GIVEN EXERCISE 1: Rewrite the entries that come after the CI/CD pipeline guide, replacing "sky" with "water" and keeping everything else the same. Leave the pictures out of your answer.

Waseem Shaikh

Simple CICD Pipeline Project – Todo Application

This is very basic CICD Pipeline Project for a ToDo Application. Follow the steps below to set up your Continuous Integration and Continuous Deployment pipeline.



Ensure you have the following prerequisites before proceeding:

  1. EC2 Machine: Medium Size preferred. (4/GB RAM and 2 Core Processor)
  2. Docker Setup on EC2 Machine.
  3. Jenkins Setup: You can either manually install Jenkins or use a Jenkins image.
  4. GitHub Account: You need a GitHub account to automate the pipeline.

For more updates and projects, visit:

Architecture Diagram


Architecture Diagram

Step 01 - Create EC2 Machine


EC2 Setup Step 1 EC2 Setup Step 2 EC2 Setup Step 3 EC2 Setup Step 4

Step 02 - Connect EC2 Machine


Connect to your EC2 Ubuntu Machine using SSH. Make sure you're in the root user or use 'sudo'.

$ sudo ssh -i "key.pem" ubuntu@<ip-address>

EC2 Setup Step 6

Step 03 - Install Docker on EC2 Machine


Install Docker on your EC2 machine. Use the following commands:

Set up Docker's apt repository.


$ sudo apt-get update
$ sudo apt-get install ca-certificates curl
$ sudo install -m 0755 -d /etc/apt/keyrings
$ sudo curl -fsSL https://download.docker.com/linux/ubuntu/gpg -o /etc/apt/keyrings/docker.asc
$ sudo chmod a+r /etc/apt/keyrings/docker.asc
$ echo \
"deb [arch=$(dpkg --print-architecture) signed-by=/etc/apt/keyrings/docker.asc] https://download.docker.com/linux/ubuntu \
$(. /etc/os-release && echo "$VERSION_CODENAME") stable" | \
sudo tee /etc/apt/sources.list.d/docker.list > /dev/null
$ sudo apt-get update

# Install Docker packages.

DATASET ROWS:
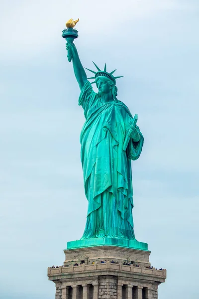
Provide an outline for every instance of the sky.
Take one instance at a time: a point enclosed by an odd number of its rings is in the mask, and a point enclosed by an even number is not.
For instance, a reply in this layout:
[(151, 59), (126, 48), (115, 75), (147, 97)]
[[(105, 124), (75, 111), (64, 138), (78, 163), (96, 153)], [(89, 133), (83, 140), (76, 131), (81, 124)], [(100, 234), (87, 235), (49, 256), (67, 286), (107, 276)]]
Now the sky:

GIVEN EXERCISE 2: What two ways of setting up Jenkins does the CI/CD pipeline guide offer?

WRITTEN REPLY 1:
Provide an outline for every instance of the water.
Take one instance at a time: a point enclosed by an odd number of its rings is in the mask, and a point enclosed by an even number is not.
For instance, a reply in this layout:
[(151, 59), (126, 48), (115, 75), (147, 97)]
[[(105, 124), (75, 111), (64, 138), (78, 163), (96, 153)], [(89, 133), (83, 140), (76, 131), (81, 124)], [(100, 234), (87, 235), (49, 256), (67, 286), (107, 276)]]
Now the water:

WRITTEN REPLY 2: Installing Jenkins manually or using a Jenkins image.